[Available data Boundary: Start]

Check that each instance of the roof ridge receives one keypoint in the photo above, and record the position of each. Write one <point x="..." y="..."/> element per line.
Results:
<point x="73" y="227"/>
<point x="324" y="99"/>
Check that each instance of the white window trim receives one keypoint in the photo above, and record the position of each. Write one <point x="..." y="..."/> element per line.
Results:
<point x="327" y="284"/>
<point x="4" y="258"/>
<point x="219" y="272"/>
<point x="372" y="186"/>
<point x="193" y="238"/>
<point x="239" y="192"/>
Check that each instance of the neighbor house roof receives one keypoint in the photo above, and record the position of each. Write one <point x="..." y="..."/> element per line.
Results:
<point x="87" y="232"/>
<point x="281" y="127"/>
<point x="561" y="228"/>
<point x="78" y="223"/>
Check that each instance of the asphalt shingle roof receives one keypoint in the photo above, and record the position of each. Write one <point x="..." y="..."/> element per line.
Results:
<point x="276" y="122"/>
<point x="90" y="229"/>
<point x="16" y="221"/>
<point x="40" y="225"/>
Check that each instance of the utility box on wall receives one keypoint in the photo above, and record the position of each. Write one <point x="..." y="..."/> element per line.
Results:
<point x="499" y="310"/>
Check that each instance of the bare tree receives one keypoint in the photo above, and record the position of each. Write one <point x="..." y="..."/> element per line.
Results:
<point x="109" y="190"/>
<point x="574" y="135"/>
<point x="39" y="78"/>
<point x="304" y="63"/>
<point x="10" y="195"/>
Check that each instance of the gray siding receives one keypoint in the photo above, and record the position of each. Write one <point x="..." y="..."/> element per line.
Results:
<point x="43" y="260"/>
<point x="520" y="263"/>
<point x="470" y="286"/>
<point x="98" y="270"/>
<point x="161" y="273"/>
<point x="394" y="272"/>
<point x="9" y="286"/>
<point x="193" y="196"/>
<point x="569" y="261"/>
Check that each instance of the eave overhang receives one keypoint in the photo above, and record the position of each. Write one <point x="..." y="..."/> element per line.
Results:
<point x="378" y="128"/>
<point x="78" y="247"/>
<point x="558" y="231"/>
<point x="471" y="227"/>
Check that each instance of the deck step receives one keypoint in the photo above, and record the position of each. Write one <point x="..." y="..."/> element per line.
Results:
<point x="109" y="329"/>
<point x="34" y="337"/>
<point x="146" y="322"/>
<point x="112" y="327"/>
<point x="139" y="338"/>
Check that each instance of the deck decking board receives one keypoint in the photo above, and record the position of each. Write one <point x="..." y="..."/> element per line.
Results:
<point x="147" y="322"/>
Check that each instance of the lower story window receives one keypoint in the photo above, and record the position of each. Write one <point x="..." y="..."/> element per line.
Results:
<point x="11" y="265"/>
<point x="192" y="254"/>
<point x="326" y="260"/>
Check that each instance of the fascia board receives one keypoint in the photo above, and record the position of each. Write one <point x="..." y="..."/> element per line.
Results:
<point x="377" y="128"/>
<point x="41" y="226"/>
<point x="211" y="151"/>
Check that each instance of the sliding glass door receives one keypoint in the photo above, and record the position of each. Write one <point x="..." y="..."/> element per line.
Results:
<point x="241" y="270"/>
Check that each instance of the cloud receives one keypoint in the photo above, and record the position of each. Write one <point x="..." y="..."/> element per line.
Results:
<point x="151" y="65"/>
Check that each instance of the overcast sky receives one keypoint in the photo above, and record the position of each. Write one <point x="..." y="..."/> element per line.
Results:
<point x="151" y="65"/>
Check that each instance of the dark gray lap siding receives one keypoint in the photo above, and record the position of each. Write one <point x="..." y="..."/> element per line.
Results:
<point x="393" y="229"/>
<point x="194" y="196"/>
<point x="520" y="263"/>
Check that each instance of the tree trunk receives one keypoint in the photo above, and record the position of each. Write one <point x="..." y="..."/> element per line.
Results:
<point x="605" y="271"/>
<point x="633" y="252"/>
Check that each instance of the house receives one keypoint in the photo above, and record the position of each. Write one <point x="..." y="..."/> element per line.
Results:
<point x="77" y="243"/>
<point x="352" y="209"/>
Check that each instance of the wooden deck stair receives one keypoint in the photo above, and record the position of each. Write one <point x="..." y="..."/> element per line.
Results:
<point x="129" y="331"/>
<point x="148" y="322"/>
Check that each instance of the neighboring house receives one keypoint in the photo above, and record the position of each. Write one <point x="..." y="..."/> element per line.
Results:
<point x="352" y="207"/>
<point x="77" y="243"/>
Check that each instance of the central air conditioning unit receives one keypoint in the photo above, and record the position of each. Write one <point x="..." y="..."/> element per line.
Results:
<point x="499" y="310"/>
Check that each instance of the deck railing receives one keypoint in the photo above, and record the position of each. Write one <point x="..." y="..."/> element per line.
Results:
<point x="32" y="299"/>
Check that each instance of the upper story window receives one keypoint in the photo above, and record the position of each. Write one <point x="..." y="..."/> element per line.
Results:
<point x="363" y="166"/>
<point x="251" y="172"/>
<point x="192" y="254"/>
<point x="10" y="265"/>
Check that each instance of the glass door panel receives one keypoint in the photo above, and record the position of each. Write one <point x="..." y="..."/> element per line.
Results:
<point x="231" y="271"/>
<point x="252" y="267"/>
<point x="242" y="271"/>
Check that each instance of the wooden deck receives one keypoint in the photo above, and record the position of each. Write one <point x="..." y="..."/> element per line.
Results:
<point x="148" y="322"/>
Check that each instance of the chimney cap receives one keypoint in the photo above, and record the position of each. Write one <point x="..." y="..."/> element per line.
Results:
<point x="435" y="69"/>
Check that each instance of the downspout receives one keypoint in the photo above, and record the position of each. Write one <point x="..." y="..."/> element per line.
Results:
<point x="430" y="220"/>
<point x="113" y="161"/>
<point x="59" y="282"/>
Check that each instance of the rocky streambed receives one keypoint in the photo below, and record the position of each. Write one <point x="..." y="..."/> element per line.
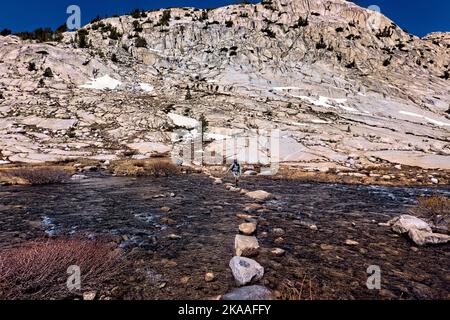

[Available data Boundary: End]

=== Description of the task ===
If a line in the records contains "house", report it.

=== Output for this exercise ===
Check that each instance of the neighbor house roof receives one keypoint in the photo above, and record the position of each. Write one <point x="..." y="..."/> element per line.
Check that each instance of the house receives one keypoint in the photo above, and record the position of each. Write one <point x="..." y="..."/> element per line.
Check that each instance of the neighboring house receives one keypoint in the photo above, and record the position of each. Write one <point x="..." y="..."/> element per line.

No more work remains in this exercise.